_PAGE EXTRACT:_
# -



## jw (Sep 27, 2014)

-


----------



## DMcFadden (Sep 28, 2014)

Theologically considered: Simul Justus et Peccator
Or, as the wisdom of Okefenokee Swamp, Dr. Pogo Possum put it: "We have met the enemy and he is us."
I vote for regenerate Paul.


----------



## reaganmarsh (Sep 28, 2014)

DMcFadden said:


> Theologically considered: Simul Justus et Peccator
> Or, as the wisdom of Okefenokee Swamp, Dr. Pogo Possum put it: "We have met the enemy and he is us."
> I vote for regenerate Paul.



Ditto.


----------



## KMK (Sep 28, 2014)

reaganmarsh said:


> DMcFadden said:
> 
> 
> > Theologically considered: Simul Justus et Peccator
> ...



Ditto except for the stuff about Pogo. I don't want to date myself by acknowledging such a reference.


----------



## Reformed Roman (Sep 28, 2014)

I'd like to hear some arguments for an unregenerate Paul. I definitely think it was regenerate Paul


----------



## Steve Curtis (Sep 28, 2014)

KMK said:


> Ditto except for the stuff about Pogo. I don't want to date myself by acknowledging such a reference.



Ditto (to both parts)


----------



## jambo (Sep 28, 2014)

I too would see this as the regenerate Paul


----------



## nicnap (Sep 28, 2014)

Zach Rohman said:


> I'd like to hear some arguments for an unregenerate Paul.



You can read such an argument in Robert Reymond's, _A New Systematic Theology of the Christian Faith_. It is an appendix.

I vote Paul the Apostle.


----------



## Steve Curtis (Sep 28, 2014)

Sam Storms offers a summary of several views of this passage and the proponents of those views (historical and current) here


----------



## Bill The Baptist (Sep 28, 2014)

_WRITTEN TASK A:_
Answer these questions from the thread:
(i) What Latin phrase does DMcFadden give?
(ii) Whose book does nicnap name as holding an argument for an unregenerate Paul, and in what part of it?
(iii) Whom does Steve Curtis name as offering a summary of several views of the passage?
_WRITTEN TASK B:_
Does each statement agree with the thread? Answer yes or no and quote the deciding words.
(i) KMK agrees with all of DMcFadden's post, the Pogo reference included.
(ii) jambo sees the passage as describing the regenerate Paul.
(iii) Reformed Roman thinks the passage describes an unregenerate Paul.
The listing that comes next has nothing to do with the thread.

_DATASET EXCERPTS:_
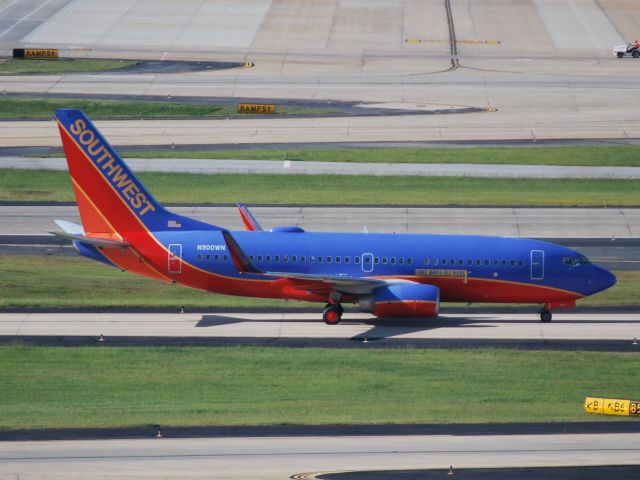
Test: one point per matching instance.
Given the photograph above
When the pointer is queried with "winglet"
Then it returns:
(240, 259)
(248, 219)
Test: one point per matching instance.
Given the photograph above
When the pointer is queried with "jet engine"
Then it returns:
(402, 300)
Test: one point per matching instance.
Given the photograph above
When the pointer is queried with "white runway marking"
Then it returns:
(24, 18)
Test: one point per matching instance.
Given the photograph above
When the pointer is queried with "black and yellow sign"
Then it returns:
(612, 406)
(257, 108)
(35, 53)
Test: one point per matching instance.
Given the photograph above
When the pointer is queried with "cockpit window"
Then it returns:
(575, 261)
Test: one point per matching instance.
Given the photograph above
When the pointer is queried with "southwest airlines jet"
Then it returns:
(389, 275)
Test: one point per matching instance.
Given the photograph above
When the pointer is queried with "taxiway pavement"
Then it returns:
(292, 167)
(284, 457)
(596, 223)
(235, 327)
==
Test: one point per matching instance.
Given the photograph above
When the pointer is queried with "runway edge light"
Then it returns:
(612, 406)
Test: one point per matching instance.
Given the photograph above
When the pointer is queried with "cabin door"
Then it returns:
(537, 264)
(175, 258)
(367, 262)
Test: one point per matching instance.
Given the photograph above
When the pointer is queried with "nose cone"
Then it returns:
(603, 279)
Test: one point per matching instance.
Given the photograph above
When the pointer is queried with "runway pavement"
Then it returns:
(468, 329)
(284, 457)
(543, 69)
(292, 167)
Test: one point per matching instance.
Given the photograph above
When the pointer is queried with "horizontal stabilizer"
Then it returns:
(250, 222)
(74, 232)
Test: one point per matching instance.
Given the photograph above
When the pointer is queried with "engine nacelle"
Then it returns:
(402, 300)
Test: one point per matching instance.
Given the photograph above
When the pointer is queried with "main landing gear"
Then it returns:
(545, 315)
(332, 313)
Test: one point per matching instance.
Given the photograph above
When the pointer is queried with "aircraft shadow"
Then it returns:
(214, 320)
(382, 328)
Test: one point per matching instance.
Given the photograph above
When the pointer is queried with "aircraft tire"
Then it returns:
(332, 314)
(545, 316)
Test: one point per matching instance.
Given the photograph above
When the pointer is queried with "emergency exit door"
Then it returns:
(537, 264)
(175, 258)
---
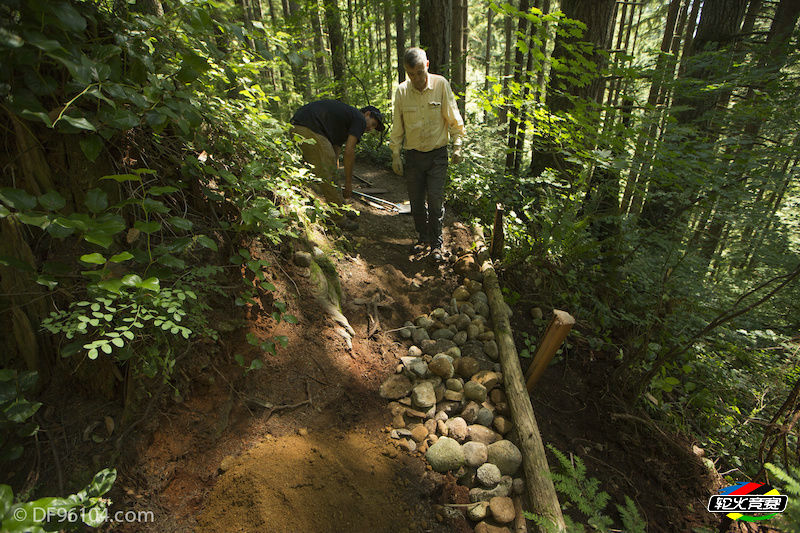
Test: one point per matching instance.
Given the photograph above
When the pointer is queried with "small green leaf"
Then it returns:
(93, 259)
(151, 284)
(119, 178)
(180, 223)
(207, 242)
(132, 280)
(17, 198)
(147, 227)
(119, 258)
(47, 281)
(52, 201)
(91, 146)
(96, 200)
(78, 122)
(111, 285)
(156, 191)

_WRITTEN SOLUTION A:_
(i) "Simul Justus et Peccator"
(ii) Robert Reymond's _A New Systematic Theology of the Christian Faith_, in an appendix
(iii) Sam Storms

_WRITTEN SOLUTION B:_
(i) No: "Ditto except for the stuff about Pogo."
(ii) Yes: "I too would see this as the regenerate Paul"
(iii) No: "I definitely think it was regenerate Paul"